> Testo proposto:

==============================

Ma oggi il Signore viene ad annunciarci ancora una volta la Verità, il suo amore più forte di tutto, l'unico nel quale poter regnare davvero nella vita, senza essere schiavi delle opinioni, degli affetti, della carne e del mondo: "Fin dall'inizio della storia cristiana, l'affermazione della signoria di Gesù sul mondo e sulla storia comporta anche il riconoscimento che l'uomo non deve sottomettere la propria libertà personale, in modo assoluto, ad alcun potere terreno, ma soltanto a Dio Padre e al Signore Gesù Cristo: Cesare non è il Signore" (Catechismo). Il Messia vincitore e fatto Re e Signore viene a cercarci per issarci con Lui sul suo trono, la sua Croce gloriosa, dalla quale regnare liberi nel dono totale di se stessi. "E' necessario conoscere l'unico figlio di Dio" sulla croce di ogni giorno, perché "sia accettato con fede e atteso con gioia": "L’esercizio del potere è un incarico che il re riceve direttamente dal Signore, una responsabilità che deve vivere nella dipendenza e nell’obbedienza, diventando così segno, all’interno del popolo, della presenza potente e provvidente di Dio. Il dominio sui nemici, la gloria e la vittoria sono doni ricevuti, che fanno del sovrano un mediatore del trionfo divino sul male. Egli domina sui nemici trasformandoli, li vince con il suo amore" (Benedetto XVI). Ecco dunque "come Gesù può essere figlio di Davide, il Re che lo chiama Signore": regnando sulla nostra vita! Allora possiamo rispondere così alla domanda di Gesù: "credo che sei il Figlio di Davide! Credo e per questo ti prego di venire a regnare nella mia vita. Attirami a te sulla Croce perché anch'io possa regnare con te, e in te possa lottare contro le passioni, le tentazioni, gli attacchi violentissimi dei nemici e testimoniare il tuo Regno d'amore in mezzo ai regni di questo mondo.

==============================

> Dati forniti:
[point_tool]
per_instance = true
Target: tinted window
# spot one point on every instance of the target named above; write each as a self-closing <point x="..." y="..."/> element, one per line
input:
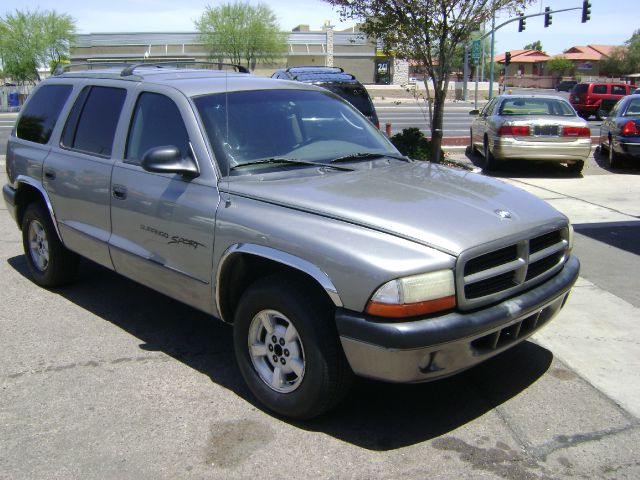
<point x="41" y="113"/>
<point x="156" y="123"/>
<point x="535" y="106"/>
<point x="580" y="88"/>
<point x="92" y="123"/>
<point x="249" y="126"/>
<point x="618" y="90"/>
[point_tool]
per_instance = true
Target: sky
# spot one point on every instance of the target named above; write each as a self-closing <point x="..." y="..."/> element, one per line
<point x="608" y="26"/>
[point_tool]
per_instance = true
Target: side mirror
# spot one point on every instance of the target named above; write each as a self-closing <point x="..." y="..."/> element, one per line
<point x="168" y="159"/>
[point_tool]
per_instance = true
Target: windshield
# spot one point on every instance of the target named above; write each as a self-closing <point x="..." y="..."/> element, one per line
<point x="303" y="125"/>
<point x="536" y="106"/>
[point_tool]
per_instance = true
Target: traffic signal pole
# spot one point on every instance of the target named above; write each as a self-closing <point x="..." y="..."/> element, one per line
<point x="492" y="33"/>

==============================

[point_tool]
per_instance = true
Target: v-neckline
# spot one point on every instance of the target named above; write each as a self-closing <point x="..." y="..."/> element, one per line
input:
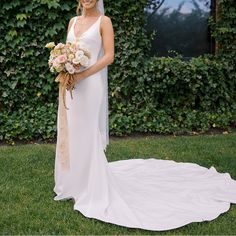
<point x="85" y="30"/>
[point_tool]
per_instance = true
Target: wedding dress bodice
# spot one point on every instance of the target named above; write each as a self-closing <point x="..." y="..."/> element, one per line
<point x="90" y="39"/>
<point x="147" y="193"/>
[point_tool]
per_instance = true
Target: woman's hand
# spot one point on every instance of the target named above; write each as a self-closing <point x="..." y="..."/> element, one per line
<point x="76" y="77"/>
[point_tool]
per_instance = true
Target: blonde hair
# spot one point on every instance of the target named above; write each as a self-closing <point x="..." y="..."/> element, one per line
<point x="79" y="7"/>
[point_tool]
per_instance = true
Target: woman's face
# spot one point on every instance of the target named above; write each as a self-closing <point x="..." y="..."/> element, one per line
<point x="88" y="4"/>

==============================

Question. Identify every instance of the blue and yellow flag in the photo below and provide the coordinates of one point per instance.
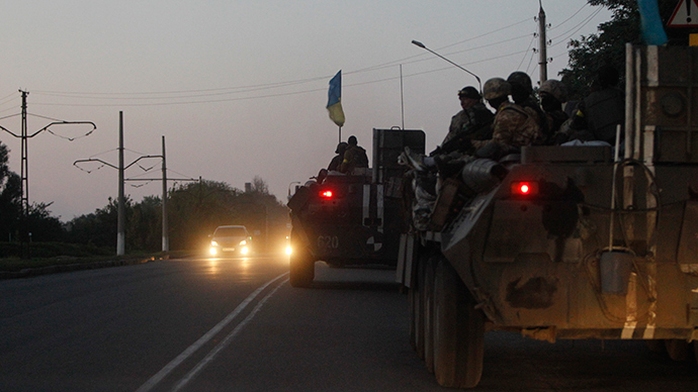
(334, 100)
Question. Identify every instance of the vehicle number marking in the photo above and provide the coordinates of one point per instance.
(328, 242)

==============================

> Consegna:
Nel testo proposto, qual è il trono su cui il Messia viene a issarci con Lui? Per rispondere non servono i dati.

> Risposta:
La sua Croce gloriosa.